Source data —
=-=-=-=-=
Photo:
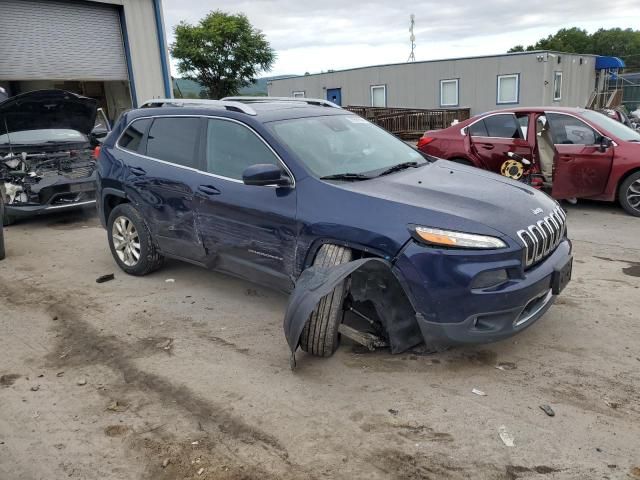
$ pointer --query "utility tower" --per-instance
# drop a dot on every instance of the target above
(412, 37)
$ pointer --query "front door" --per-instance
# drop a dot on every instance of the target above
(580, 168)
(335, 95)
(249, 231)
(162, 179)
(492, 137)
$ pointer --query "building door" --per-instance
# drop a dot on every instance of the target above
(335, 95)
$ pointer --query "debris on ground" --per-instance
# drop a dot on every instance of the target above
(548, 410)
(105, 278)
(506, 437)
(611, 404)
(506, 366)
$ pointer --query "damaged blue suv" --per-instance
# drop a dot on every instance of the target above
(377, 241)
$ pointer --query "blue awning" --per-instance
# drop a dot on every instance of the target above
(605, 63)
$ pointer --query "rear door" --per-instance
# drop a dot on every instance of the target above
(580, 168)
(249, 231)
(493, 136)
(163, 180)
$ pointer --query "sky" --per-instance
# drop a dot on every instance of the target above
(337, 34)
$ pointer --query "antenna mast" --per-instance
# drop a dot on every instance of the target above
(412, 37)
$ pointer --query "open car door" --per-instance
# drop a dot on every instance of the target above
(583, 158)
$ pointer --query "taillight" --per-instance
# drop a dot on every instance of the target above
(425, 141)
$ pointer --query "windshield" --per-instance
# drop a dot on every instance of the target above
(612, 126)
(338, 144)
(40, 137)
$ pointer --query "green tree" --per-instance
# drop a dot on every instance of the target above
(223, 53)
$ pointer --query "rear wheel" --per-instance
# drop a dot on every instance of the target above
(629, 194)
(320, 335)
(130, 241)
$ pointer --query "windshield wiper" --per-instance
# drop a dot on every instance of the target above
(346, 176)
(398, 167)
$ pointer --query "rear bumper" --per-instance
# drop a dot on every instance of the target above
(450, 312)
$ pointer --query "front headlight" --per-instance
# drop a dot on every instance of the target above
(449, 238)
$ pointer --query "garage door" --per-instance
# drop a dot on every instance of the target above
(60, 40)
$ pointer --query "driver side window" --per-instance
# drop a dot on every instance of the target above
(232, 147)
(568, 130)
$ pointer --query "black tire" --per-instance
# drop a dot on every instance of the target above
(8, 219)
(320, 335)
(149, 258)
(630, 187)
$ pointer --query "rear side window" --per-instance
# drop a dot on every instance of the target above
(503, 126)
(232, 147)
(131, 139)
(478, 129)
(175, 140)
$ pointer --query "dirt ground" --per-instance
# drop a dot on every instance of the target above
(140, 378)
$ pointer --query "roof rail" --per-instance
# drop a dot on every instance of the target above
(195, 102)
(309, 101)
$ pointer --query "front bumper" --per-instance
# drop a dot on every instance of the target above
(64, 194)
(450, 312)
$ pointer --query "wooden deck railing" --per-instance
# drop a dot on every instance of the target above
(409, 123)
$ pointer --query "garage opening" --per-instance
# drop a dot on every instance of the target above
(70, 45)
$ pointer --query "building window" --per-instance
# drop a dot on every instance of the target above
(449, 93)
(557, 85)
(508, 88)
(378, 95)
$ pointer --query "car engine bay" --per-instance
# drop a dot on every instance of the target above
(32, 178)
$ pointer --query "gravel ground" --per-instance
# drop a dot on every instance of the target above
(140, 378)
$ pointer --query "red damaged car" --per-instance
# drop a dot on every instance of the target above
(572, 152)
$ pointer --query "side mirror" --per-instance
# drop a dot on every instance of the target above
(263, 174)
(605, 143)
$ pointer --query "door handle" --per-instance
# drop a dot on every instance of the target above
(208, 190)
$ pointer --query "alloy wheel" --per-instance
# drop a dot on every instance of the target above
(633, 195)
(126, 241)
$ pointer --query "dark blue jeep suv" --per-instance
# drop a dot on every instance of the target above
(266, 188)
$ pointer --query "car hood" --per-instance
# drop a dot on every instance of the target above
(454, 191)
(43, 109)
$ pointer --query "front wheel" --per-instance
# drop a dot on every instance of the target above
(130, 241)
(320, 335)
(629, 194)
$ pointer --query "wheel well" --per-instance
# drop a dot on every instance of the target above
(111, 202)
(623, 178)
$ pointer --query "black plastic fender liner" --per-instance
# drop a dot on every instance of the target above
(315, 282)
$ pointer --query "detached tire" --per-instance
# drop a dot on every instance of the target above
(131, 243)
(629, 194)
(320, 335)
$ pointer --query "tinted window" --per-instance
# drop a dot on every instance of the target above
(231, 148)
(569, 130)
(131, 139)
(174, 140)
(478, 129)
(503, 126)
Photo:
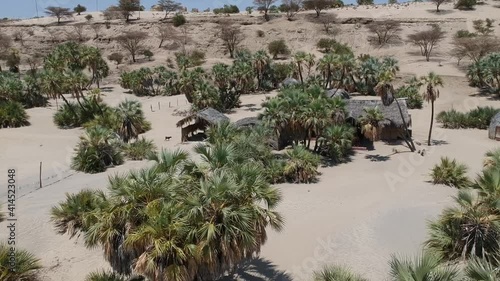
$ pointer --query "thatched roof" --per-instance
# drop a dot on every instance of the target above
=-=-=-=-=
In the copy, omit the pictures and give every line of the data exactly.

Photo:
$ pointer --query "utility tower" --per-instance
# drop a dot on every instance of the target above
(412, 37)
$ pointer --query "front door" --per-instance
# drop a dot on every instance of the target above
(580, 168)
(335, 95)
(249, 231)
(162, 179)
(492, 137)
$ pointer --query "building door" --per-instance
# drop a dot on every instance of the target above
(335, 95)
$ pointer --query "debris on ground" --per-instance
# drop a dot on every instance of the target above
(548, 410)
(105, 278)
(506, 437)
(611, 404)
(506, 366)
$ pointer --query "damaged blue suv" --per-instance
# drop a dot on every instance of the target above
(377, 241)
$ pointer --query "blue awning" --per-instance
# drop a dot on every instance of the target above
(605, 63)
$ pointer --query "rear door" --per-instance
# drop a dot on every instance of the target above
(580, 168)
(249, 231)
(493, 136)
(163, 180)
$ pointer --query "sky" --per-instance
# drop a dot on every instance of the target above
(337, 34)
$ pointer --query "antenna mast" --per-instance
# drop a dot on every instance of the target above
(412, 37)
$ pointer --query "open car door" --per-instance
# drop a dot on every instance of the target above
(583, 158)
$ pointer --query "taillight" --per-instance
# drop a dot on every instance of the target above
(425, 141)
$ pointer --query "windshield" --per-instance
# drop a dot on every instance of the target above
(612, 126)
(338, 144)
(40, 137)
$ pointer --query "green tree" --per-instance
# drop a dot on every instance of the target above
(223, 53)
$ pointer --query "rear wheel" --per-instance
# drop a dot on every instance of the target above
(629, 194)
(320, 335)
(130, 241)
$ pointer --query "windshield wiper" --per-instance
# drop a dot on every instance of the target above
(346, 176)
(398, 167)
$ pointer --query "rear bumper" --per-instance
# drop a dot on every instance of the target above
(450, 312)
$ pointer --query "front headlight" --per-instance
# drop a dot on every instance of the target above
(449, 238)
$ pointer --query "garage door" --per-instance
# drop a dot on every instance of the target above
(60, 40)
$ pointer --query "driver side window" --per-instance
# drop a dot on every instance of the target above
(232, 147)
(568, 130)
$ pointer --query "black tire" --per-instance
# drop a dot on every instance of the target above
(8, 219)
(320, 335)
(149, 258)
(630, 187)
$ pointer --query "rear side window" --per-instance
# drop a dot on every instance of the target above
(503, 126)
(232, 147)
(131, 139)
(478, 129)
(175, 140)
$ pointer --query "dirt ground" --per-instance
# drop a dot on every instance of the target above
(140, 378)
$ pointer --query "roof rail" --per-instance
# drop a dot on every instance of the target above
(195, 102)
(309, 101)
$ pointer --query "front bumper" --per-instance
# drop a dot on every instance of the target above
(64, 194)
(450, 312)
$ pointer --query "wooden deck railing" --per-instance
# drop a dot on every instance of the target above
(409, 123)
$ pointer --query "garage opening" --per-instance
# drop a dot on every instance of the target above
(70, 45)
$ pointer --query "building window" --per-instance
# drop a dot on every instance of the target above
(449, 93)
(557, 85)
(508, 88)
(378, 95)
$ pointer --query "car engine bay" --per-instance
# drop a dot on every instance of the target above
(32, 178)
$ pointer --query "gravel ground" --per-instance
# drop a dot on every instance of the target above
(140, 378)
$ pointer --query "red damaged car" --per-instance
# drop a dot on every instance of the target above
(572, 152)
$ pointer --query "side mirror" --per-instance
# drop a dot on every instance of the target above
(263, 174)
(605, 143)
$ pointer --query "door handle" --per-instance
# drop a dot on every instance of the target above
(208, 190)
$ pointer --query "alloy wheel" --per-instance
# drop a dot on every instance of the target above
(633, 195)
(126, 241)
$ pointer --query "dark blue jeep suv" --per-instance
# drop a dot on every instance of the target above
(266, 188)
$ pointer --query "car hood" --per-instance
# drop a dot on every instance of the target above
(454, 191)
(43, 109)
$ pointer --query "front wheel" --per-instance
# drop a dot on every instance of the target above
(130, 241)
(320, 335)
(629, 194)
$ pointer --query "wheel well" --per-instance
# drop a dot on every instance of the target above
(111, 202)
(623, 178)
$ pointer --query "black plastic fender liner" --per-instance
# drop a dot on every instance of the target above
(315, 282)
$ pointer --query "detached tire" --per-instance
# drop a dot on every instance of the target above
(131, 243)
(629, 194)
(320, 335)
$ pointer --query "tinted window" --per-instance
# drop a dot on every instance of the target above
(231, 148)
(569, 130)
(131, 139)
(174, 140)
(478, 129)
(503, 126)
Photo:
$ pointer --query "thatched roof" --per-instance
# drop a dot on every instance of the target above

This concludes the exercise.